Passage for review

"""

While searching for the tanager, we encountered lots of other birds, among them some of the most sought-after Atlantic Forest endemics. Topping the list was the elegant and rarely seen Shrike-like Cotinga (or Elegant Mourner), followed by the bizarrely beautiful Swallow-tailed Cotinga, and the seldom seen Black-legged Dacnis. A Brown Tinamou seen virtually at arm's-length was another real prize. The Santa Teresa area brought us a hummingbird feeder extravaganza, wherein one had to decide whether to ogle the whopping-big Swallow-tailed Hummingbird or the bee-sized Frilled Coquette. It was here that we were treated to a Ruby Topaz Hummingbird—a species that we regularly see in northeast Brazil, but a first for this tour. Nova Lombardia gave us tail-quivering Oustalet's Tyrannulets, singing Wied's Tyrant-Manakins, a pair of enigmatic Rufous-brown Solitaires, a spectacular low-soaring White-necked Hawk, and a superb Tawny-browed Owl, among many other highlights.

"""

Data extracts
"""

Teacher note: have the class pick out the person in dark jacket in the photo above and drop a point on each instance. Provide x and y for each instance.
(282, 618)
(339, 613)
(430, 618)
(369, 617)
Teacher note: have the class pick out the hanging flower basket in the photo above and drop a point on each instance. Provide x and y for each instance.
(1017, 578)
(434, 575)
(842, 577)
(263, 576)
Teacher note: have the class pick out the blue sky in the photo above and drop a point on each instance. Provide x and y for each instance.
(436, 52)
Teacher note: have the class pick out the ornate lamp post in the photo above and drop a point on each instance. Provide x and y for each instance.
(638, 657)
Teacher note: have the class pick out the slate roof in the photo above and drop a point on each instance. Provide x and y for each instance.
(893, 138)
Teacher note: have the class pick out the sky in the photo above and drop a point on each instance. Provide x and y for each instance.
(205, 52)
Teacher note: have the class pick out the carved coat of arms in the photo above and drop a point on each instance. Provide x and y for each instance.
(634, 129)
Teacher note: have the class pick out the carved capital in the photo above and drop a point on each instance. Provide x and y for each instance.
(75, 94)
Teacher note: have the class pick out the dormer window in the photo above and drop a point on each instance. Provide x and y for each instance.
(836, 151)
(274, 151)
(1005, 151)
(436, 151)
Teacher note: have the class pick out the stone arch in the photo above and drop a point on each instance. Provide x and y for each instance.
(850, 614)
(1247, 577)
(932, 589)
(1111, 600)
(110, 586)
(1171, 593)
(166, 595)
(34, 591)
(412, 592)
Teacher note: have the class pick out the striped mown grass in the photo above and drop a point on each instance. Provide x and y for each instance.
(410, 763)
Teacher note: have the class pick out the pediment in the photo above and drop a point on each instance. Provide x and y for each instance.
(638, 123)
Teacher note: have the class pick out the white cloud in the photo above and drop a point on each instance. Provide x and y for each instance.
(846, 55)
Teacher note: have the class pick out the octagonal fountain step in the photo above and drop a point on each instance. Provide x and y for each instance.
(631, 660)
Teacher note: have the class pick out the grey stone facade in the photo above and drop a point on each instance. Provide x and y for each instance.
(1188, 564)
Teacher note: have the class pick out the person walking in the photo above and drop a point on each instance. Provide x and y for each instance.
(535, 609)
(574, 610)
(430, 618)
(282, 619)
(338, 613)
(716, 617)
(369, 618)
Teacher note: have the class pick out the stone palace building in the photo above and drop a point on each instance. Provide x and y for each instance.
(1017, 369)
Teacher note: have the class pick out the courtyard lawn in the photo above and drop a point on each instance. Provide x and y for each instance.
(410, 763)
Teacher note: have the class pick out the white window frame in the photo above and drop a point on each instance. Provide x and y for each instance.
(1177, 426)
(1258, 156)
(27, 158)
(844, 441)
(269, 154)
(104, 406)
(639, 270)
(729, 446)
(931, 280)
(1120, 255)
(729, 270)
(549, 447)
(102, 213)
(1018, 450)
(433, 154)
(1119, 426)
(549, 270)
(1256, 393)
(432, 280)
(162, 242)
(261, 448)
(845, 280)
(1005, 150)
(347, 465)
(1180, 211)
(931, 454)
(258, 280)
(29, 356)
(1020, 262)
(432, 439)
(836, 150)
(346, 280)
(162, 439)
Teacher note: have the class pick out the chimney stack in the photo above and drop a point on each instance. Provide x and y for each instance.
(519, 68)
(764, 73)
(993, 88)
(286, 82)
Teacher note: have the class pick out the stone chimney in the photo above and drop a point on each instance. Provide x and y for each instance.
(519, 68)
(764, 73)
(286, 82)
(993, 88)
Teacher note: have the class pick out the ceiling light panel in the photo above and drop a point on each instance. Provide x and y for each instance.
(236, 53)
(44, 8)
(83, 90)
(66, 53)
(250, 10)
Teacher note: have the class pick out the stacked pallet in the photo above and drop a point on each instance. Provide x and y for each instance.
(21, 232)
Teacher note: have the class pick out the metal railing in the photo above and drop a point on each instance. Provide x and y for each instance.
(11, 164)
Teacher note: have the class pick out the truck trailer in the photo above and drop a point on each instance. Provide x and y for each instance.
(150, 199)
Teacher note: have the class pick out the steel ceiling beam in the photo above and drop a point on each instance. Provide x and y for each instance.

"""

Work order
Can you continue the account of the Atlantic Forest birding tour at the top of the page, picking up after its last sentence?

Reply to the task
Then, it was on to Linhares, where we concluded our tour with a bang. Linhares CVRD Reserve offered up exceptional views of the ultra-rare Red-billed Curassow (male and female) and Plumbeous Antvireos, fine studies of flashy Red-browed Parrots, tiny Minute Hermits, Black-headed Berryeater, White-crowned Manakin, and many others. But top highlights here were shared between a dramatic Long-tailed Potoo on a roost, and a flock of stunning Ochre-marked Parakeets that we taped into some palms at point-blank range in beautiful afternoon sun. The mammals even gave the birds a run for their money here, as we were treated to fine views of two Brazilian tapirs and a daytime ocelot, which vied with our earlier spectacular views of buffy-headed marmosets (from Caetés and Nova Lombardia) for best mammals of the trip.

Along the way, we enjoyed numerous wonderful meals (including visits to multiple churrascarias), sinfully good icy caipirinhas, and loads of famously friendly Brazilian hospitality. All in all, a most congenial group of birders saw a bunch of really special birds, and had great fun in the process!

Favorite Birds of the Trip (as voted by the group):

1. Ochre-marked Parakeet

2. Tawny-browed Owl, Red-browed Parrot, Long-tailed Potoo, and Brown Tinamou (four-way tie)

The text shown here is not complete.